# Start of Provided passage

The solution to the contemporary crisis, on which perhaps not only the future of the euro, but also of the EU as a whole hinges, is to go ahead with greater federalization, along with all contiguous political, monetary and fiscal centralization that comes with it. Because, if 20-25 years ago there was still a way for reversal to a more modest, intergovernmental kind of custom union, today this option is no longer on the table. The generational shift that has occurred since the end of the Cold war makes this reversal impossible. And there is a high risk of new intra-European conflicts, which judging by the venomous speech coming today from ordinary Greeks and Germans, has all the prerequisites to become the basis of a new hatred-driven fault-line to cement the new North-South divide of the EU.

 

Not only the EU today has little alternative, but to forge ahead with federal integration, but it has to do it at an unprecedented scale and speed. The problem with the euro is due to the very nature of a common currency operating in conjunction with total lack of united and centrally enforced fiscal policy. The 17 Eurozone members face different realities when it comes to borrowing, spending and growth. Yet, they have to deal with their individual challenges constrained by a common currency. They don't have the ammunitions of devaluation and inflation to fight the predatory practices of market attacks at their disposal, the way these tools are available to non Eurozone members. This is, indeed, the crux at the Spain case, but also in the cases of Italy, Ireland and Portugal. One can argue that France will soon be in the same group, too. The Greek case is even more severe than that, but the same principle is embedded into its current panopticum of troubles. One solution is to issue common Eurobonds to balance the distribution of debt among the Eurozone members. But such mega-financial equalization would bring benefits to those at the periphery, at cost to those in the center. There is nothing undemocratic in this solution. However, if democracy is to be the deciding mechanism here, then we know what the answer of the fiscally disciplined, mainly German-speaking voters would be, don't we? Forced austerity and fiscal discipline is the alternative solution, favored by Germany and its allies. But in this case we don't even have to guess the answer of the most-affected - Greece, Spain and Italy at least. It suffice to take a quick look at the past year elections and the number of failed governments across EU to find an unequivocal answer to that. Incumbent pro-European elites across the EU have predictably committed electoral hecatomb by defending pro-European, politically and economically responsible, but electorally unsustainable positions.

# End of Provided passage
# Start of Stored data

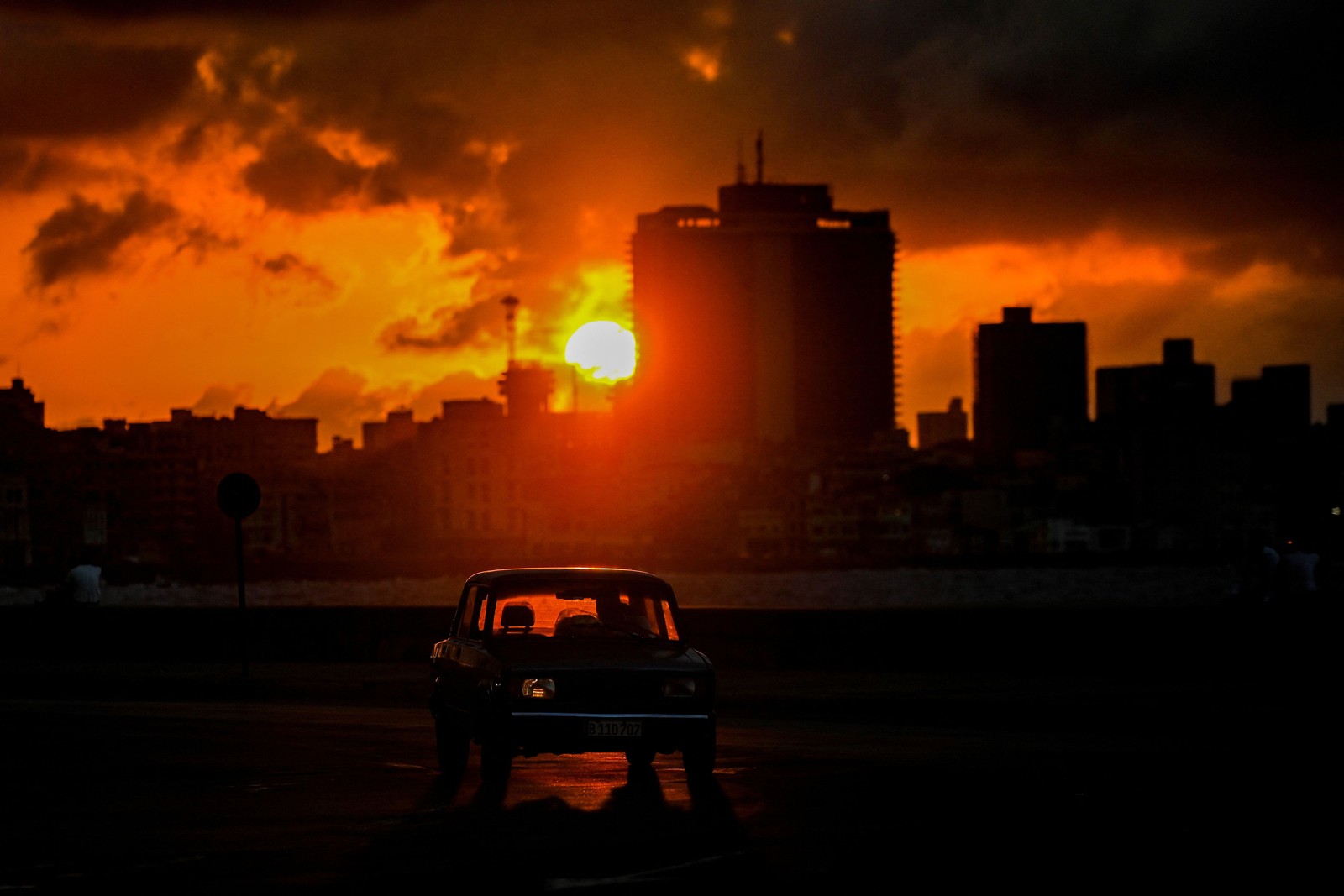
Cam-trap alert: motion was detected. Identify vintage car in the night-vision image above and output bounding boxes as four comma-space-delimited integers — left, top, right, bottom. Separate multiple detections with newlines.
430, 567, 715, 780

# End of Stored data

**Given exercise A:** Translate this sentence from the euro crisis passage into Spanish: "The 17 Eurozone members face different realities when it comes to borrowing, spending and growth."
**Given exercise B:** From the euro crisis passage, print the part that opens with the words containing "The solution to" and closes with "divide of the EU.".
**Given exercise C:** Which countries does the euro crisis passage mention by their country names?

**Exercise result A:** Los 17 miembros de la eurozona enfrentan realidades distintas en lo que respecta al endeudamiento, el gasto y el crecimiento.

**Exercise result B:**
The solution to the contemporary crisis, on which perhaps not only the future of the euro, but also of the EU as a whole hinges, is to go ahead with greater federalization, along with all contiguous political, monetary and fiscal centralization that comes with it. Because, if 20-25 years ago there was still a way for reversal to a more modest, intergovernmental kind of custom union, today this option is no longer on the table. The generational shift that has occurred since the end of the Cold war makes this reversal impossible. And there is a high risk of new intra-European conflicts, which judging by the venomous speech coming today from ordinary Greeks and Germans, has all the prerequisites to become the basis of a new hatred-driven fault-line to cement the new North-South divide of the EU.

**Exercise result C:** Spain, Italy, Ireland, Portugal, France, Greece, Germany